TASK INPUT
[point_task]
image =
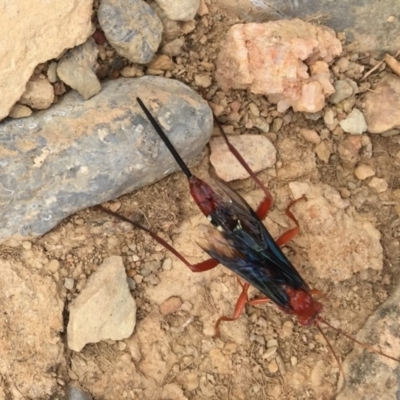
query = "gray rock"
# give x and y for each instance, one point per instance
(76, 69)
(369, 375)
(79, 153)
(132, 27)
(366, 21)
(343, 90)
(179, 10)
(354, 123)
(104, 309)
(74, 393)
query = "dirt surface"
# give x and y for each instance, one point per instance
(263, 355)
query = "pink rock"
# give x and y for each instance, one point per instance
(339, 244)
(273, 59)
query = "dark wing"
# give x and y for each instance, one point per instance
(245, 246)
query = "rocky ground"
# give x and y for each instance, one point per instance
(348, 249)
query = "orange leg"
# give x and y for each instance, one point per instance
(291, 233)
(242, 301)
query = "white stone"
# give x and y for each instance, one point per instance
(20, 53)
(178, 10)
(257, 150)
(354, 123)
(104, 309)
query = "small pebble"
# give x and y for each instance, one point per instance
(354, 123)
(270, 352)
(217, 109)
(20, 111)
(202, 80)
(115, 206)
(364, 171)
(53, 266)
(272, 343)
(121, 346)
(328, 117)
(152, 279)
(277, 125)
(167, 264)
(378, 185)
(287, 330)
(171, 305)
(262, 125)
(27, 245)
(273, 367)
(324, 150)
(131, 283)
(310, 135)
(254, 109)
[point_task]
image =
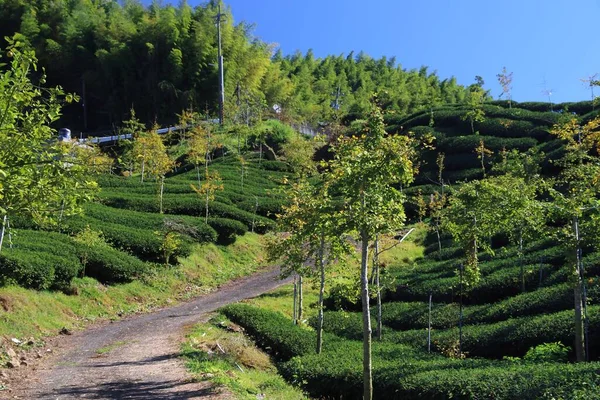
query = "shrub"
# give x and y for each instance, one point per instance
(227, 229)
(273, 331)
(40, 260)
(547, 352)
(109, 265)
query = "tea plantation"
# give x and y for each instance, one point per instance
(122, 235)
(515, 339)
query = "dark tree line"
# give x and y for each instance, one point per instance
(161, 59)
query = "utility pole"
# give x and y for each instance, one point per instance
(221, 75)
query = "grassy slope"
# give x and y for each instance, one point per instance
(39, 313)
(30, 313)
(214, 352)
(497, 298)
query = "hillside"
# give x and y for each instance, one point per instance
(516, 335)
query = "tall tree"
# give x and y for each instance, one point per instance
(575, 203)
(39, 176)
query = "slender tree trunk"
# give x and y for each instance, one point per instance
(255, 211)
(429, 325)
(321, 294)
(521, 261)
(162, 189)
(143, 163)
(378, 287)
(198, 175)
(295, 302)
(206, 206)
(3, 231)
(364, 281)
(579, 336)
(300, 298)
(143, 169)
(460, 316)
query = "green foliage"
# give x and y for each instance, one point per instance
(272, 330)
(227, 229)
(173, 49)
(547, 352)
(39, 177)
(187, 205)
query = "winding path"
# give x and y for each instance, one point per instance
(136, 358)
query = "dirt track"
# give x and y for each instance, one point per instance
(136, 358)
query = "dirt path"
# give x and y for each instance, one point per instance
(136, 358)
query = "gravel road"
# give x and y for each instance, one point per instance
(135, 358)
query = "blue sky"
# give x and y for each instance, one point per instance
(547, 44)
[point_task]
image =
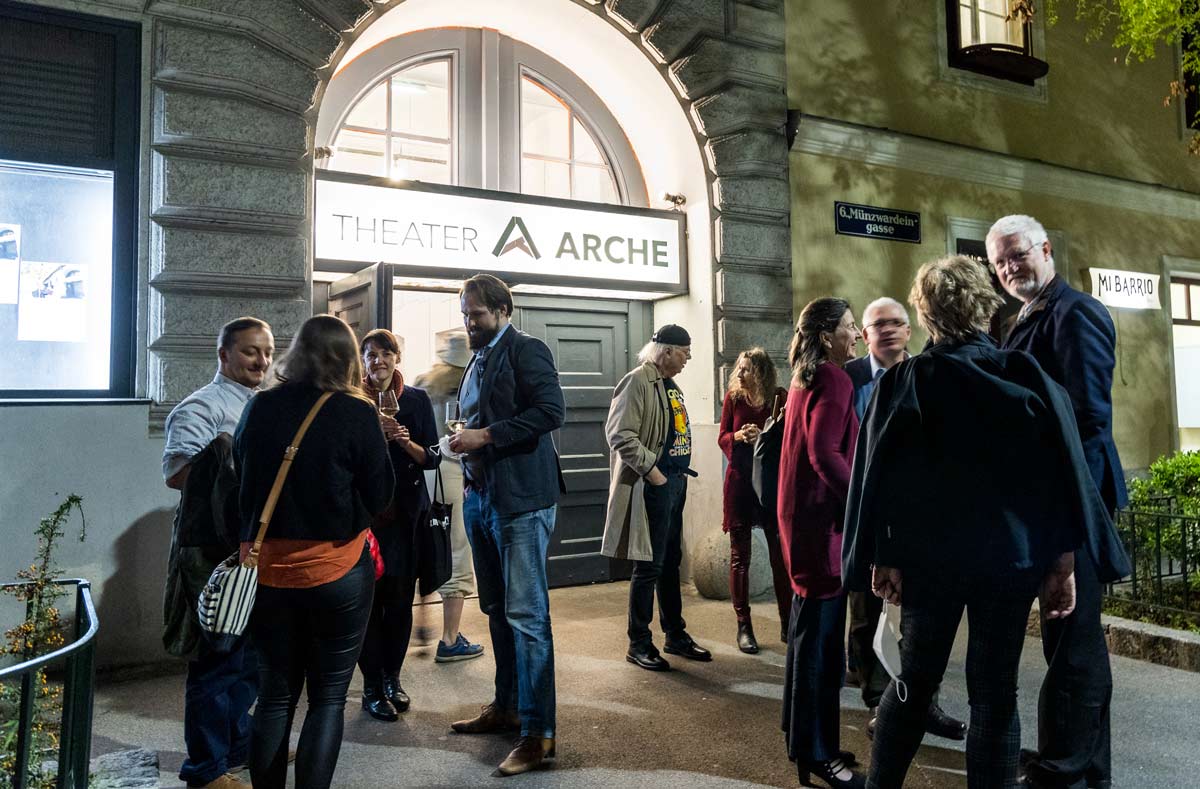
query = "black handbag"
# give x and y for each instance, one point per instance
(433, 541)
(767, 449)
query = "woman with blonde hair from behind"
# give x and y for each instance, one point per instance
(970, 492)
(751, 397)
(315, 572)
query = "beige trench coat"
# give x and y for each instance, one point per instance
(639, 421)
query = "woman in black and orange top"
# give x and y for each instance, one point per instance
(316, 577)
(412, 441)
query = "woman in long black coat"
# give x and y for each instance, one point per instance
(412, 443)
(970, 492)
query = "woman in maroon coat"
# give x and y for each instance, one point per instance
(753, 396)
(820, 431)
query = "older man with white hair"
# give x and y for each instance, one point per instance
(1072, 337)
(651, 439)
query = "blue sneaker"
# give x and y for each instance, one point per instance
(461, 650)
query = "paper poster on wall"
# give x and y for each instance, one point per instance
(10, 263)
(52, 305)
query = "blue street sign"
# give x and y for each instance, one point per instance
(875, 222)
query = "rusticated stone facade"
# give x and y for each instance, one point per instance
(234, 89)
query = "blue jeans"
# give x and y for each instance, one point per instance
(510, 572)
(220, 690)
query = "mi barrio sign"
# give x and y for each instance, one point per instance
(1128, 289)
(449, 232)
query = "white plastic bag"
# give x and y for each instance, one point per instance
(887, 645)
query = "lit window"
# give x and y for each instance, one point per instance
(559, 156)
(982, 22)
(402, 127)
(1180, 307)
(69, 204)
(993, 37)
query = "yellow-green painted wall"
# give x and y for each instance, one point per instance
(864, 269)
(876, 64)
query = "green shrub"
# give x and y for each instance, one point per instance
(1171, 475)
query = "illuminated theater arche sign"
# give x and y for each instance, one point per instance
(447, 232)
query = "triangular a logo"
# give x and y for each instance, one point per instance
(522, 241)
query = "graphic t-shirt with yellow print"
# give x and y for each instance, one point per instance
(677, 450)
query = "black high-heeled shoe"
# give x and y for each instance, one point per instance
(395, 693)
(747, 642)
(377, 704)
(827, 771)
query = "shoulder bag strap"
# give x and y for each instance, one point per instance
(289, 455)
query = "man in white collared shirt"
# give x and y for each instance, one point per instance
(886, 333)
(221, 686)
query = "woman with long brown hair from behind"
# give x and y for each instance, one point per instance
(820, 431)
(315, 572)
(753, 396)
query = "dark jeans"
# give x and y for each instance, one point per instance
(220, 691)
(664, 511)
(864, 619)
(514, 591)
(388, 630)
(739, 573)
(1074, 738)
(816, 668)
(931, 609)
(306, 637)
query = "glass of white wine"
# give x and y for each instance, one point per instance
(388, 404)
(455, 423)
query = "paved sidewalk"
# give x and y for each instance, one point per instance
(701, 726)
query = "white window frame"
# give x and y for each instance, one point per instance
(1038, 92)
(486, 73)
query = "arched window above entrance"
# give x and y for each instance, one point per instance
(402, 126)
(475, 108)
(559, 155)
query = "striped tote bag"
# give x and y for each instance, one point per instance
(227, 600)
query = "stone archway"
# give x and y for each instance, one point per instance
(233, 106)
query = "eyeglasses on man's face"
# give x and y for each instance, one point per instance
(1013, 260)
(887, 323)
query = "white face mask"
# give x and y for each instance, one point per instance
(887, 646)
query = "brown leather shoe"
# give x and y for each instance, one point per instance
(528, 754)
(490, 721)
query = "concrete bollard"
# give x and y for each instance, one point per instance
(711, 566)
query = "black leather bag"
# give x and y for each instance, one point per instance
(765, 475)
(433, 541)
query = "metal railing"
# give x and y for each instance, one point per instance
(1164, 550)
(78, 693)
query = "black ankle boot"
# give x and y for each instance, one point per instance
(747, 642)
(828, 774)
(395, 693)
(377, 705)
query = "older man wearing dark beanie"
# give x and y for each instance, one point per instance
(651, 440)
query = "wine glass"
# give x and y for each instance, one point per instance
(455, 423)
(388, 404)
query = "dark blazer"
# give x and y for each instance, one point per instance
(970, 465)
(396, 528)
(204, 535)
(340, 477)
(521, 402)
(1072, 336)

EXERCISE
Return the material word for word. Pictures are not part of the copy.

THE OUTPUT
[point_task]
image =
query = "gray rock"
# give x and y for each instance, one point per instance
(76, 69)
(369, 375)
(79, 153)
(132, 27)
(366, 21)
(343, 90)
(179, 10)
(354, 123)
(104, 309)
(74, 393)
query = "dirt surface"
# give x and y for each instance, one point per instance
(263, 355)
query = "pink rock"
# give x and y for each instance, one point per instance
(339, 244)
(273, 59)
query = "dark wing"
# give x and y for each instance, one point per instance
(245, 246)
query = "rocky ground"
# give x and y for each instance, one point per instance
(348, 249)
query = "orange leg"
# give x and y for each instance, one point per instance
(291, 233)
(242, 301)
query = "white stone"
# give x and y for each instance, one point per instance
(20, 53)
(178, 10)
(257, 150)
(354, 123)
(104, 309)
query = "small pebble"
# give x and y for each instance, one point per instance
(354, 123)
(270, 352)
(217, 109)
(20, 111)
(202, 80)
(115, 206)
(364, 171)
(53, 266)
(272, 343)
(121, 346)
(328, 117)
(152, 279)
(277, 125)
(167, 264)
(378, 185)
(287, 330)
(171, 305)
(262, 125)
(27, 245)
(273, 367)
(324, 150)
(131, 283)
(310, 135)
(254, 109)
[point_task]
image =
query = "shrub"
# give x and y for each instance, one point per instance
(227, 229)
(273, 331)
(40, 260)
(547, 352)
(109, 265)
query = "tea plantation"
# give x and y for each instance, one point per instance
(122, 235)
(515, 339)
query = "dark tree line"
# give x and y for each instance, one point per instance
(161, 59)
query = "utility pole"
# give x and y for each instance, one point per instance
(221, 75)
query = "grassy slope"
# give x and y for each instance, one point per instance
(39, 313)
(30, 313)
(214, 352)
(497, 298)
query = "hillside"
# give x and y for each instance, one point per instance
(516, 335)
query = "tall tree"
# give x and y for each instance, one point per instance
(575, 203)
(39, 176)
query = "slender tree trunk"
# give x and y for each instance, one point per instance
(255, 211)
(429, 325)
(321, 294)
(521, 261)
(162, 189)
(143, 163)
(378, 287)
(198, 175)
(295, 302)
(206, 206)
(3, 231)
(364, 281)
(579, 336)
(300, 298)
(143, 169)
(460, 316)
query = "green foliage"
# give x and y for each instance, one point per instance
(272, 330)
(227, 229)
(173, 49)
(547, 352)
(39, 177)
(187, 205)
query = "winding path"
# give x and y for each instance, one point per instance
(136, 358)
query = "dirt track"
# give x and y for each instance, one point per instance
(136, 358)
query = "dirt path"
# give x and y for each instance, one point per instance
(136, 358)
query = "gravel road"
# give x and y for each instance, one point per instance
(135, 358)
query = "blue sky"
# give x and y for each instance, one point per instance
(547, 44)
[point_task]
image =
query = "black handbag"
# give x and y for each instance, one point per instance
(433, 541)
(767, 449)
query = "woman with blonde hair from behind"
# give x and y for each instance, one point per instance
(970, 492)
(751, 397)
(315, 572)
query = "beige trench coat"
# give x and y for each instance, one point per instance
(639, 421)
query = "woman in black and orange top"
# give x and y for each instance, one point per instance
(316, 577)
(412, 441)
query = "woman in long black coat"
# give x and y for each instance, one point per instance
(412, 443)
(970, 492)
query = "woman in maroon coat"
# give x and y for each instance, one point per instance
(753, 396)
(820, 431)
query = "older man with white hair"
# give x and y for each instance, one point per instance
(1072, 337)
(651, 439)
query = "blue sneaker"
# give x and y for each instance, one point per instance
(461, 650)
query = "paper poster on wall"
# give x and y for each instance, one point per instance
(10, 263)
(52, 305)
query = "blue street sign"
# give x and y for each instance, one point per instance
(875, 222)
query = "rusticated stone facade"
# give x and y for each instance, one point per instance
(234, 89)
query = "blue jeans"
# give x and y for each instance, one point per instance
(510, 572)
(220, 690)
query = "mi barrio sign"
# give x and y for each instance, one point per instance
(1128, 289)
(449, 232)
query = "white plastic bag"
# give x and y for each instance, one point per instance
(887, 645)
query = "lit window"
# give x and y for each instance, one point per instance
(559, 156)
(982, 22)
(402, 127)
(1180, 307)
(69, 204)
(993, 37)
query = "yellow-green painted wall"
# give x and y for each instance, one point per instance
(864, 269)
(876, 64)
query = "green shrub"
# give x and y for each instance, one point per instance
(1171, 475)
query = "illuminated theater arche sign"
# give x and y for each instance, one point per instance
(447, 232)
query = "triangular a logo"
# give x and y for each instance, one point per instance
(522, 241)
query = "graphic t-shirt with yellow print"
# give x and y for each instance, one point per instance
(677, 450)
query = "black high-heeled shoe"
# give x and y for each instance, one point per instance
(395, 693)
(747, 642)
(377, 704)
(827, 771)
query = "shoulder bag strap"
# give x and y for each instance, one point per instance
(289, 455)
query = "man in white collared shirt"
# give x and y for each instance, one point per instance
(886, 333)
(221, 686)
query = "woman with long brown hair from behind"
# give x and y for each instance, one point per instance
(820, 431)
(315, 572)
(753, 396)
query = "dark jeans"
# give x and y for each instance, one point per instance
(220, 691)
(664, 511)
(864, 619)
(514, 591)
(388, 630)
(739, 573)
(1074, 738)
(816, 668)
(931, 609)
(306, 637)
query = "glass of white wine"
# give x and y for each instance, one point per instance
(388, 404)
(455, 423)
query = "paved sidewalk"
# give x and y for each instance, one point per instance
(701, 726)
query = "white window frame"
# give x and y for each instance, one point per instance
(1038, 92)
(486, 73)
query = "arched window above entrance"
# give x and y for each instance, one point per instance
(402, 126)
(475, 108)
(559, 155)
query = "striped tote bag"
# give x and y for each instance, one point per instance
(227, 600)
query = "stone archway"
# give x and y for each instance, one point per instance
(233, 106)
query = "eyeglasses on man's face"
# give x and y for each instance, one point per instance
(1013, 260)
(887, 323)
query = "white face mask"
# give x and y for each instance, one point per instance
(887, 646)
query = "brown leather shoe"
# give x and y for each instance, one point per instance
(528, 754)
(490, 721)
query = "concrete bollard"
# give x and y for each instance, one point per instance
(711, 566)
query = "black leather bag"
# give x and y for each instance, one point per instance
(765, 475)
(433, 541)
query = "metal railing"
# give x and y for each instance, one point per instance
(1164, 550)
(78, 693)
query = "black ankle boot"
# give x and y for each instance, one point per instance
(747, 642)
(828, 774)
(395, 693)
(377, 705)
query = "older man wearing dark beanie"
# give x and y for each instance, one point per instance
(651, 440)
query = "wine glass"
# give x and y for each instance, one point per instance
(455, 423)
(388, 404)
query = "dark blazer"
# give x and y for each instance, one point per instance
(970, 465)
(396, 528)
(204, 535)
(340, 477)
(521, 402)
(1072, 336)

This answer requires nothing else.